▶ _TASK DESCRIPTION_: From the material below, copy out each line that contains the word "grazing".

▶ _RECORDS FOR THE EXERCISE_:
>> begin

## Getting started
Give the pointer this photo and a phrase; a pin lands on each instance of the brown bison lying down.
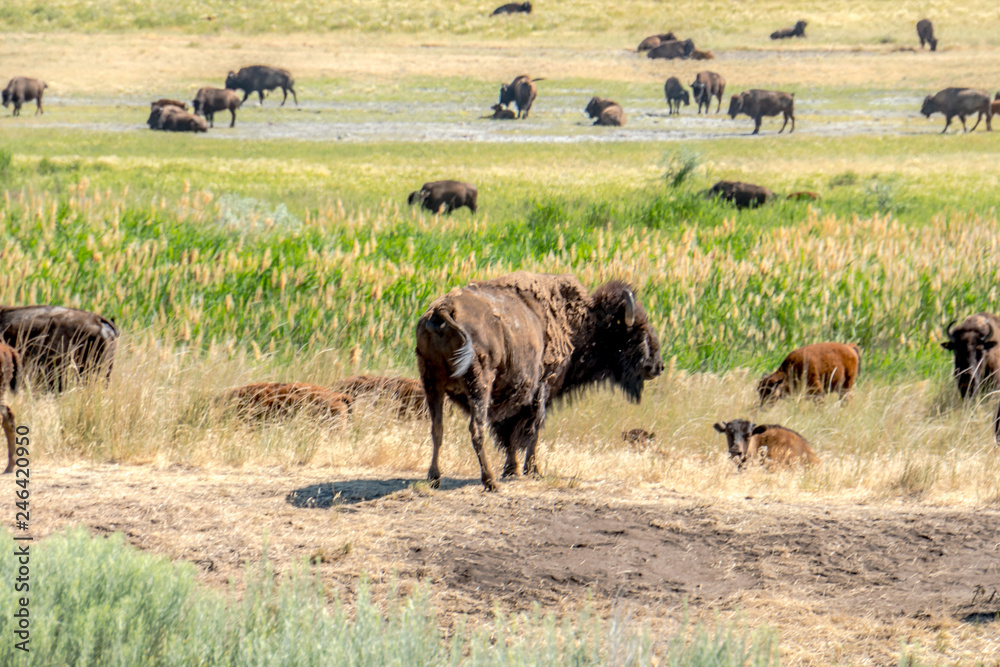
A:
(765, 444)
(818, 368)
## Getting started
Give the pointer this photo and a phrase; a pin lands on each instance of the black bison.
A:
(504, 349)
(448, 194)
(675, 94)
(21, 89)
(707, 85)
(817, 368)
(54, 341)
(977, 357)
(960, 102)
(759, 103)
(765, 444)
(261, 78)
(210, 100)
(743, 195)
(607, 112)
(797, 30)
(925, 31)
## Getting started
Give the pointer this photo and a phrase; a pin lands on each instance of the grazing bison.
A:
(53, 341)
(959, 102)
(977, 357)
(210, 100)
(743, 195)
(261, 78)
(765, 443)
(819, 368)
(21, 89)
(607, 112)
(449, 194)
(504, 349)
(925, 31)
(759, 103)
(675, 94)
(706, 86)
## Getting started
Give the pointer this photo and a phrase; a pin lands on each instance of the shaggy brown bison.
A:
(765, 444)
(977, 357)
(504, 349)
(959, 102)
(925, 31)
(818, 368)
(54, 341)
(210, 100)
(759, 103)
(260, 79)
(707, 85)
(675, 94)
(21, 89)
(448, 194)
(797, 30)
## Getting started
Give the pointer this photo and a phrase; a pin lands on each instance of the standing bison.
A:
(504, 349)
(261, 78)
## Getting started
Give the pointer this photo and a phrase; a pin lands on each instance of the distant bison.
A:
(21, 89)
(817, 368)
(261, 78)
(759, 103)
(959, 102)
(450, 195)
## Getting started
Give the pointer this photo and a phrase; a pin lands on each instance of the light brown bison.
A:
(707, 85)
(959, 102)
(210, 100)
(504, 349)
(765, 443)
(260, 79)
(759, 103)
(21, 89)
(54, 342)
(925, 31)
(817, 368)
(448, 194)
(977, 357)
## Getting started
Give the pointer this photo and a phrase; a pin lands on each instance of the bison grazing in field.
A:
(448, 194)
(706, 86)
(765, 444)
(925, 31)
(959, 102)
(977, 357)
(675, 94)
(21, 89)
(817, 368)
(53, 341)
(210, 100)
(504, 349)
(261, 78)
(759, 103)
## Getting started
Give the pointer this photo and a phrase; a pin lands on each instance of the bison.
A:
(210, 100)
(925, 31)
(959, 102)
(759, 103)
(675, 94)
(504, 349)
(765, 443)
(819, 368)
(449, 194)
(261, 78)
(707, 85)
(977, 357)
(53, 341)
(21, 89)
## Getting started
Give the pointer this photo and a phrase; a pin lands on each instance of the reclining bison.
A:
(504, 349)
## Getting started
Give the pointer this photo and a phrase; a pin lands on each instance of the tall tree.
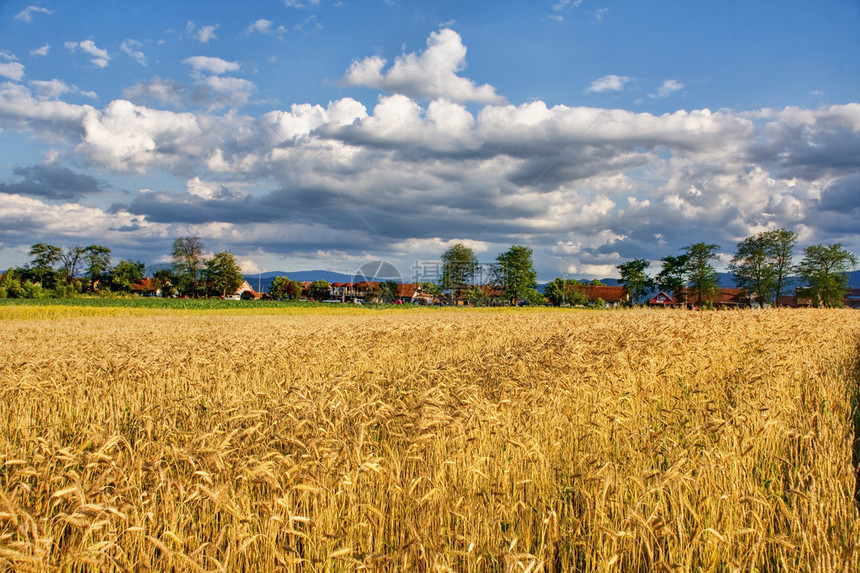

>> end

▶ _WRITTEN REPLY_:
Give the pointer this photo and a phrase; a pin lands on each instance of the grazing bison.
Give the pointer this photo and a phrase; a pin lands on each instance of the bison grazing in field.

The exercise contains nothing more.